# DATA IN THIS EXERCISE:

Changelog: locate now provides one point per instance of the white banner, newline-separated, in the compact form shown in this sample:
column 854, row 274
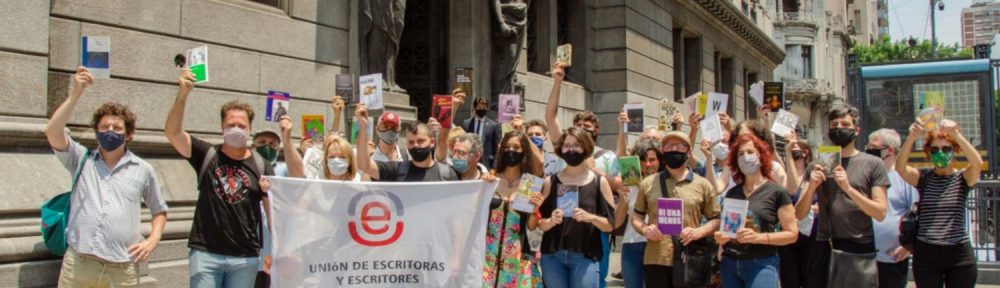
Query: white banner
column 371, row 234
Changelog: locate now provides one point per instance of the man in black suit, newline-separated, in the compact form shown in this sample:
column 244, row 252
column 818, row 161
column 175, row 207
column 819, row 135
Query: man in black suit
column 487, row 129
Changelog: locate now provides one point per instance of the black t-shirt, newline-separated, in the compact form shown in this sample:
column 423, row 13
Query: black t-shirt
column 762, row 217
column 574, row 236
column 227, row 218
column 389, row 172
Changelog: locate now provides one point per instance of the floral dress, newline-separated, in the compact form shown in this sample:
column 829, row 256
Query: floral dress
column 507, row 264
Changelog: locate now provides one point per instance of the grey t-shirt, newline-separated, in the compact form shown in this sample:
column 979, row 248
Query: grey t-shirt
column 849, row 222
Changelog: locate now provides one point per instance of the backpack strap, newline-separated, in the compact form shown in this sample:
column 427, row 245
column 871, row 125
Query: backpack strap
column 79, row 170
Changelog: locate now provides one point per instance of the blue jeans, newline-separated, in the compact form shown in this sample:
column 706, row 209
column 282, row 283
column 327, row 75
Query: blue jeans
column 606, row 247
column 632, row 255
column 210, row 270
column 755, row 273
column 565, row 269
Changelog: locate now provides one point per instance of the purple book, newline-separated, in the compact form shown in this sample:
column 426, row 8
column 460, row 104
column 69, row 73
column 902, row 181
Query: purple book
column 670, row 216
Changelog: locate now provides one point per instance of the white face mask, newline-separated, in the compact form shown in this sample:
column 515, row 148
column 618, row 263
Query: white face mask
column 235, row 137
column 720, row 151
column 338, row 166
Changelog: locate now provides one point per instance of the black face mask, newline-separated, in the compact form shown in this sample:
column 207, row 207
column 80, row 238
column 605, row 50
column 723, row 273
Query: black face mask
column 876, row 152
column 512, row 158
column 674, row 159
column 573, row 158
column 842, row 136
column 420, row 154
column 798, row 155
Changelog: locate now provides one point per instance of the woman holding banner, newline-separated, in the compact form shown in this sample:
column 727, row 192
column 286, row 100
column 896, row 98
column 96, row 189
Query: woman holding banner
column 751, row 258
column 508, row 255
column 571, row 247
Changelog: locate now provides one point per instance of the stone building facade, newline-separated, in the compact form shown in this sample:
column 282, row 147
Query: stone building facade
column 624, row 51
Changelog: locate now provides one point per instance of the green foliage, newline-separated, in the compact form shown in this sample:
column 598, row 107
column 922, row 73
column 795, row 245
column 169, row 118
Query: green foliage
column 884, row 50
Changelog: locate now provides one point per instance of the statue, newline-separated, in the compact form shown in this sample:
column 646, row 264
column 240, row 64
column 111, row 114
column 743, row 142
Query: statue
column 510, row 19
column 381, row 27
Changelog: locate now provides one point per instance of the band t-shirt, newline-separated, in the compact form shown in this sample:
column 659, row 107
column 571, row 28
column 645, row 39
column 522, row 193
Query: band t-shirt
column 227, row 217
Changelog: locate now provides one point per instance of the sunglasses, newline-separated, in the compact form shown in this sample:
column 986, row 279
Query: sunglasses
column 945, row 149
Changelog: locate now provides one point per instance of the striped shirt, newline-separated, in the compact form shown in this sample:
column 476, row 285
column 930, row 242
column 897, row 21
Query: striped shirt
column 942, row 208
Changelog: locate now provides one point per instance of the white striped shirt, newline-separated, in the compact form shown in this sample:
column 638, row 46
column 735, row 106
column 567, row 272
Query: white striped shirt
column 942, row 208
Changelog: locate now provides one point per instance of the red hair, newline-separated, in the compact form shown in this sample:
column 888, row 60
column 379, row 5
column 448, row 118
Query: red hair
column 937, row 134
column 766, row 157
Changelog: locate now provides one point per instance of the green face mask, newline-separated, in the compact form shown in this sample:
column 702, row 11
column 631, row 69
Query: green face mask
column 940, row 159
column 270, row 154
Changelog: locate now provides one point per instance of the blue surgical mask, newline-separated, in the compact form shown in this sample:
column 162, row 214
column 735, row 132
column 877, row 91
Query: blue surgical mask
column 109, row 140
column 538, row 141
column 460, row 165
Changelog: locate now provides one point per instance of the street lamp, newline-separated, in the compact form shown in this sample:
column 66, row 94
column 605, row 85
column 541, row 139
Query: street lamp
column 940, row 4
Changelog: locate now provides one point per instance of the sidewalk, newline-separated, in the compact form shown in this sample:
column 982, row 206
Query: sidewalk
column 615, row 266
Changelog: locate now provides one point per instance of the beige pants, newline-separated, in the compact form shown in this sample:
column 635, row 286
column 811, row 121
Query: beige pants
column 87, row 271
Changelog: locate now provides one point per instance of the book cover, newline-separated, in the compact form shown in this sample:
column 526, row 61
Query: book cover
column 463, row 80
column 276, row 106
column 529, row 185
column 757, row 93
column 441, row 110
column 716, row 102
column 630, row 169
column 670, row 216
column 784, row 123
column 509, row 106
column 711, row 128
column 667, row 111
column 634, row 112
column 568, row 199
column 197, row 61
column 734, row 215
column 97, row 56
column 371, row 90
column 829, row 158
column 564, row 54
column 774, row 95
column 313, row 127
column 345, row 88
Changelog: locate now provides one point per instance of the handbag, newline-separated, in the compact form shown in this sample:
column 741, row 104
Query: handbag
column 54, row 213
column 694, row 264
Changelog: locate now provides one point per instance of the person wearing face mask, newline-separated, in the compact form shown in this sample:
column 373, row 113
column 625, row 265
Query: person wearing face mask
column 487, row 129
column 224, row 238
column 571, row 246
column 603, row 162
column 795, row 257
column 388, row 138
column 420, row 144
column 848, row 201
column 110, row 185
column 751, row 259
column 893, row 259
column 697, row 196
column 538, row 134
column 509, row 258
column 942, row 254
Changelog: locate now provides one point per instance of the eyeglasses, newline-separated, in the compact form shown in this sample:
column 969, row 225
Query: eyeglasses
column 935, row 149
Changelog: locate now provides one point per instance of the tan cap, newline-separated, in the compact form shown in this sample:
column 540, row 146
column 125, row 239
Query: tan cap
column 678, row 135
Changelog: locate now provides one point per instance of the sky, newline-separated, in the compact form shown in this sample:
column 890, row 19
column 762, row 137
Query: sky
column 909, row 18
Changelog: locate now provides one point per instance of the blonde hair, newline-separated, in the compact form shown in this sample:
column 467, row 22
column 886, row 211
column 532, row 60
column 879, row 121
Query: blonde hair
column 345, row 150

# DIRECTION:
Please put every line of the material above into a JSON list of strings, one string per line, with blank lines and the pictures left out.

# ANSWER IN FULL:
[
  "Changelog: locate now provides one point per instance of the white banner, newline-separated, in the compact form shown in this sample:",
  "column 854, row 274",
  "Query: white banner",
  "column 371, row 234",
  "Changelog: locate now provides one point per instance of the man in black suit, newline-separated, in the compact form shown in this sample:",
  "column 244, row 252",
  "column 818, row 161",
  "column 175, row 207",
  "column 819, row 135",
  "Query: man in black suit",
  "column 487, row 129",
  "Changelog: locate now provides one point per instance of the black t-shirt, newline-separated, in the compact form shown in this sample:",
  "column 423, row 13",
  "Query: black t-shirt",
  "column 762, row 217",
  "column 574, row 236",
  "column 227, row 218",
  "column 389, row 172",
  "Changelog: locate now provides one point per instance of the floral dress, newline-separated, in the compact form shown in this sample:",
  "column 829, row 256",
  "Query: floral dress",
  "column 507, row 264",
  "Changelog: locate now provides one point per instance of the grey t-shirt, newline-separated, in the compact form shown in this sample:",
  "column 979, row 248",
  "Query: grey t-shirt",
  "column 849, row 222",
  "Changelog: locate now provides one point per instance of the backpack strap, newline-separated, in the compact form shown in this sample:",
  "column 427, row 245",
  "column 871, row 125",
  "Query: backpack strap",
  "column 79, row 170",
  "Changelog: locate now provides one point per instance of the blue jeans, newline-separated, in the compact form shown in this sample:",
  "column 706, row 209",
  "column 282, row 283",
  "column 327, row 75",
  "Query: blue jeans",
  "column 606, row 247",
  "column 632, row 255",
  "column 210, row 270",
  "column 755, row 273",
  "column 565, row 269",
  "Changelog: locate now provides one point per instance of the purple book, newline-separated, in the compact form shown in this sample:",
  "column 426, row 8",
  "column 460, row 104",
  "column 69, row 73",
  "column 902, row 181",
  "Query: purple book",
  "column 670, row 216",
  "Changelog: locate now provides one point per instance of the white face mask, newline-separated, in the compact form shown in this sample:",
  "column 515, row 148",
  "column 618, row 263",
  "Query: white face mask",
  "column 235, row 137",
  "column 720, row 151",
  "column 338, row 166",
  "Changelog: locate now provides one point per instance of the black face mask, newline-separated, in the compact form shown in this sample:",
  "column 207, row 207",
  "column 80, row 238",
  "column 605, row 50",
  "column 723, row 273",
  "Query: black face mask",
  "column 876, row 152",
  "column 512, row 158",
  "column 674, row 159",
  "column 573, row 158",
  "column 842, row 136",
  "column 420, row 154",
  "column 798, row 155",
  "Changelog: locate now provides one point per instance of the woman holding banner, newline-separated, in the compact form shown in this sample:",
  "column 727, row 192",
  "column 286, row 100",
  "column 896, row 98",
  "column 96, row 189",
  "Query: woman holding banner",
  "column 751, row 258",
  "column 508, row 255",
  "column 571, row 247",
  "Changelog: locate now provides one point per instance of the stone building facade, newline-separated, in the compact form shown in this sample:",
  "column 282, row 147",
  "Query: stone building facade",
  "column 624, row 51",
  "Changelog: locate now provides one point per instance of the green foliage, newline-separated, in the compact form shown in this sample:",
  "column 598, row 107",
  "column 922, row 73",
  "column 795, row 245",
  "column 169, row 118",
  "Query: green foliage",
  "column 884, row 50",
  "Changelog: locate now provides one point per instance of the statue, newline-separated, in the compact form shown in this sample:",
  "column 646, row 264",
  "column 240, row 64",
  "column 111, row 114",
  "column 743, row 142",
  "Query: statue",
  "column 510, row 19",
  "column 381, row 27",
  "Changelog: locate now provides one point per instance of the band t-shirt, newline-separated, in the compact form shown in this sample:",
  "column 659, row 107",
  "column 571, row 28",
  "column 645, row 39",
  "column 522, row 193",
  "Query: band t-shirt",
  "column 227, row 217",
  "Changelog: locate now provides one point per instance of the sunglasses, newline-separated, in the compact form shown in this sample:",
  "column 986, row 279",
  "Query: sunglasses",
  "column 945, row 149",
  "Changelog: locate now provides one point per instance of the striped shirt, newline-separated, in the compact form shown in this sample:",
  "column 476, row 285",
  "column 930, row 242",
  "column 897, row 21",
  "Query: striped shirt",
  "column 942, row 208",
  "Changelog: locate now provides one point per instance of the white striped shirt, newline-separated, in the compact form shown in this sample:",
  "column 638, row 46",
  "column 735, row 106",
  "column 567, row 272",
  "Query: white striped shirt",
  "column 942, row 208",
  "Changelog: locate now provides one point per instance of the red hair, newline-separated, in the compact form shown in this sample:",
  "column 888, row 60",
  "column 379, row 5",
  "column 448, row 118",
  "Query: red hair",
  "column 937, row 134",
  "column 766, row 157",
  "Changelog: locate now provides one point per instance of the green face mask, newline-separated, in the compact form shown in this sample:",
  "column 702, row 11",
  "column 631, row 69",
  "Query: green face mask",
  "column 940, row 159",
  "column 270, row 154",
  "Changelog: locate now provides one point per instance of the blue surgical mask, newline-separated, in the compact form shown in this sample:",
  "column 162, row 214",
  "column 735, row 132",
  "column 877, row 91",
  "Query: blue surgical mask",
  "column 109, row 140",
  "column 538, row 141",
  "column 460, row 165",
  "Changelog: locate now provides one point per instance of the street lamp, newline-separated, in the compact form shown in this sample:",
  "column 66, row 94",
  "column 605, row 85",
  "column 541, row 139",
  "Query: street lamp",
  "column 940, row 4",
  "Changelog: locate now provides one point per instance of the sidewalk, newline-separated, in the compact form shown in this sample:",
  "column 982, row 206",
  "Query: sidewalk",
  "column 615, row 266",
  "Changelog: locate now provides one point per instance of the beige pants, newline-separated, in the compact form shown in this sample:",
  "column 635, row 286",
  "column 811, row 121",
  "Query: beige pants",
  "column 87, row 271",
  "Changelog: locate now provides one point per instance of the book cover, newline-separated, in the compact form shown in this sample:",
  "column 526, row 61",
  "Query: book cover",
  "column 463, row 80",
  "column 276, row 106",
  "column 529, row 185",
  "column 757, row 93",
  "column 441, row 110",
  "column 716, row 102",
  "column 630, row 169",
  "column 670, row 216",
  "column 784, row 123",
  "column 509, row 106",
  "column 711, row 128",
  "column 667, row 111",
  "column 634, row 112",
  "column 568, row 199",
  "column 197, row 61",
  "column 734, row 215",
  "column 97, row 56",
  "column 371, row 90",
  "column 829, row 158",
  "column 564, row 54",
  "column 774, row 95",
  "column 313, row 127",
  "column 345, row 88",
  "Changelog: locate now provides one point per instance of the handbag, newline-separated, in the compact form shown in this sample:",
  "column 741, row 104",
  "Query: handbag",
  "column 54, row 213",
  "column 694, row 264",
  "Changelog: locate now provides one point per instance of the person wearing face mask, newline-separated, in the compact form shown in this sample:",
  "column 373, row 113",
  "column 625, row 265",
  "Query: person wearing face mask",
  "column 487, row 129",
  "column 224, row 238",
  "column 571, row 246",
  "column 603, row 162",
  "column 795, row 257",
  "column 388, row 138",
  "column 420, row 144",
  "column 848, row 201",
  "column 110, row 185",
  "column 751, row 259",
  "column 893, row 259",
  "column 697, row 196",
  "column 538, row 134",
  "column 509, row 258",
  "column 942, row 254",
  "Changelog: locate now provides one point per instance of the eyeglasses, newline-separated, in the compact form shown in this sample:",
  "column 969, row 225",
  "Query: eyeglasses",
  "column 935, row 149",
  "Changelog: locate now provides one point per instance of the tan cap, newline-separated, in the compact form shown in this sample:",
  "column 540, row 146",
  "column 125, row 239",
  "Query: tan cap",
  "column 678, row 135",
  "Changelog: locate now provides one point per instance of the sky, newline-separated, in the compact form shown in this sample:",
  "column 890, row 19",
  "column 762, row 137",
  "Query: sky",
  "column 909, row 18",
  "Changelog: locate now provides one point per instance of the blonde hair, newline-separated, in the compact form shown in this sample:",
  "column 467, row 22",
  "column 886, row 211",
  "column 532, row 60",
  "column 879, row 121",
  "Query: blonde hair",
  "column 345, row 150"
]